> [Source passage]

Iran stands today isolated like no nation before, at least since electronic banking became the standard. They have been cut off from Swift, the Society for Worldwide Interbank Financial Telecommunication, and so money can’t enter or leave the nation except that which is carried over the border manually. This come in response to their failure to allow an inspection of their nuclear program.
How Iran came to be contained so tightly and so quickly may set a new precedent for dealing with rogue nations. But the process for doing this is not what most people ever expect.
Iran has been going back and forth for decades with the representatives of the “six powers” that have been commissioned to supervise its nuclear program – United States, China, Russia, France, Germany and Britain. The program was originally set up with US help under the Shah in the 1950s in order to provide electric power and cancer treatments. Since the Iranian Revolution in 1979 there has been a growing suspicion that this program is going to be used to develop nuclear weapons – the facilities have not been thoroughly inspected since. In 1981 one of their reactors was destroyed in an Israeli airstrike.
There are few more contentious issues around the world than nuclear proliferation, and in this case there has been actual shooting in the effort to prevent it from being developed. Tightening sanctions imposed since 2007 have seemed like a weak response to many nations.
Enter the first ever complete cutoff of a nation by Swift.
Swift, based in Belgium, is nothing more than a messaging protocol over very secure lines that allows banks to speak to each other in complete confidence. It is up to the banks that use it to be sure that everything is square, but without these secure lines there would be no international banking system. The majority of international transfers from one bank to another use Swift, but more importantly all of the large transfers between national banks are done on this system. It processes 15 million messages per day, and has been called “The glue that holds the global financial system together.”
It is a very independent operation that operates largely outside of international supervision. In 2001 it cooperated with the US to track transactions between terrorist organizations, but that was discontinued when it was deemed to be a violation of Belgian and European privacy laws. There is a rather secretive process now in place where US authorities can obtain something like “warrants” to very selectively track some transactions.

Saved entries
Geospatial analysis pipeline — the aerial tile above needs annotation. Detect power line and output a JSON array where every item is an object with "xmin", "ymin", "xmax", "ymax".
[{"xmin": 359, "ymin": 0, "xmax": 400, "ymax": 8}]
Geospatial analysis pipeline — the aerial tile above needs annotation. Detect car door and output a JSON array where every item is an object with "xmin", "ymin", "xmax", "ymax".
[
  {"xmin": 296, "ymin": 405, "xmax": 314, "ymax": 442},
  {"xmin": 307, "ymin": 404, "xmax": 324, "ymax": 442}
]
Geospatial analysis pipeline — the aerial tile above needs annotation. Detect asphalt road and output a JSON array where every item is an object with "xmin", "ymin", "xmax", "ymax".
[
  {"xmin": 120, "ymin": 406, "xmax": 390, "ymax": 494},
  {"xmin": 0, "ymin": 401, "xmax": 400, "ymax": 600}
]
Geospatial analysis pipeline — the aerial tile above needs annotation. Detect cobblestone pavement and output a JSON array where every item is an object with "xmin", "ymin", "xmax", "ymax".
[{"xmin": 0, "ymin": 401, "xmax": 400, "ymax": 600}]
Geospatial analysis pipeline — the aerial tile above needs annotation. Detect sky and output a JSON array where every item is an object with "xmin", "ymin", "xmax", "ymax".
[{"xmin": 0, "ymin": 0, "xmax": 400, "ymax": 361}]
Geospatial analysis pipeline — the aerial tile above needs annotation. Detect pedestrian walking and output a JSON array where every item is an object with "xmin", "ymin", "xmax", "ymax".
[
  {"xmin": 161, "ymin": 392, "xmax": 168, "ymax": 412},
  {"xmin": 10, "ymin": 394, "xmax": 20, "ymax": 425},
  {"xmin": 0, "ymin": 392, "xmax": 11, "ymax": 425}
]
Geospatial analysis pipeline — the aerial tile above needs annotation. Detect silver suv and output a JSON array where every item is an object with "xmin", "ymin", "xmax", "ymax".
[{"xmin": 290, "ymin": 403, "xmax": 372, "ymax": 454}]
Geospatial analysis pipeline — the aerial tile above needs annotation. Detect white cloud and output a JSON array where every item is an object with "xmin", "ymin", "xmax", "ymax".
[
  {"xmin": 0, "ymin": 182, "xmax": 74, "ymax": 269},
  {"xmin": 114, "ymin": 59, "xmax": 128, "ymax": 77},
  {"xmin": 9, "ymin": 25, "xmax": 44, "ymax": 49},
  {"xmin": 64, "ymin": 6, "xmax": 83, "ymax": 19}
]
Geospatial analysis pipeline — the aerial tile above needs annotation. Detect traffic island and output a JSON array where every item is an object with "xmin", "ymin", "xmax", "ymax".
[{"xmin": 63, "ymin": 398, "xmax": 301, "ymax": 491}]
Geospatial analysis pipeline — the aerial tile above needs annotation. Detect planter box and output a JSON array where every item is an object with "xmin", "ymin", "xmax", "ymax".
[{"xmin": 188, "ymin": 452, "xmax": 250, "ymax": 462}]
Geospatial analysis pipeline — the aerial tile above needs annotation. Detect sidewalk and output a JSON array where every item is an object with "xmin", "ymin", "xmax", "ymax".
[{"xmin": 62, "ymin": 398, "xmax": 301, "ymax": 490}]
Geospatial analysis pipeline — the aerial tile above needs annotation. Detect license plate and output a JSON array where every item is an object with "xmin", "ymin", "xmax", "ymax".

> [Task directions] Continue the article on Iran's cutoff from Swift, starting after its last sentence.

> [Response for this exercise]
The action that was taken against Iran was forced on Swift because the European Parliament voted to impose sanctions over the inspections standoff. Action by the US did not cut off Iran, nor did a vote in the UN. It takes the EU, and the EU alone, to isolate a nation from the world financial system.
Iran survives almost entirely on its ability to export oil, so this is a crippling move. After decades of playing around their hand is being forced in a very draconian way. Nations like China have said that they intend to keep buying oil from Iran, but without a way to pay them it is hard to imagine how this is going to happen. No one knows just how the embargo will play out because it simply has never happened before, but it has to hurt.
Morteza Masoumzadeh, a member of the executive committee of the Iranian Business Council in Dubai and managing director of the Jumbo Line Shipping Agency, told the Reuters news agency: “If Iranian banks cannot exchange payments with banks around the world then this will cause the collapse of many banking relations and many businesses.” The pressure on the Iranian government has intensified dramatically with this one crucial step.
What does this mean for the future? If this becomes a standard response to EU sanctions against a nation there is little doubt that the power of Europe has increased dramatically – even as they work to keep their union together through the sovereign debt crisis. But it certainly begs the question as to why this has not been done before and, more importantly, how this will continue to work in the future. It is almost certainly more powerful than bombing or any of the action contemplated by the US through our State Department, on the campaign trail, or by talking heads on teevee. And it completely out of US control, outside of our ability to leverage oil reserves.
Time will tell how effective the embargo by Swift really is, but initially it seems that it can only be devastating. That, by itself, would be both a victory for the international community and a very new cause for concern at the same time.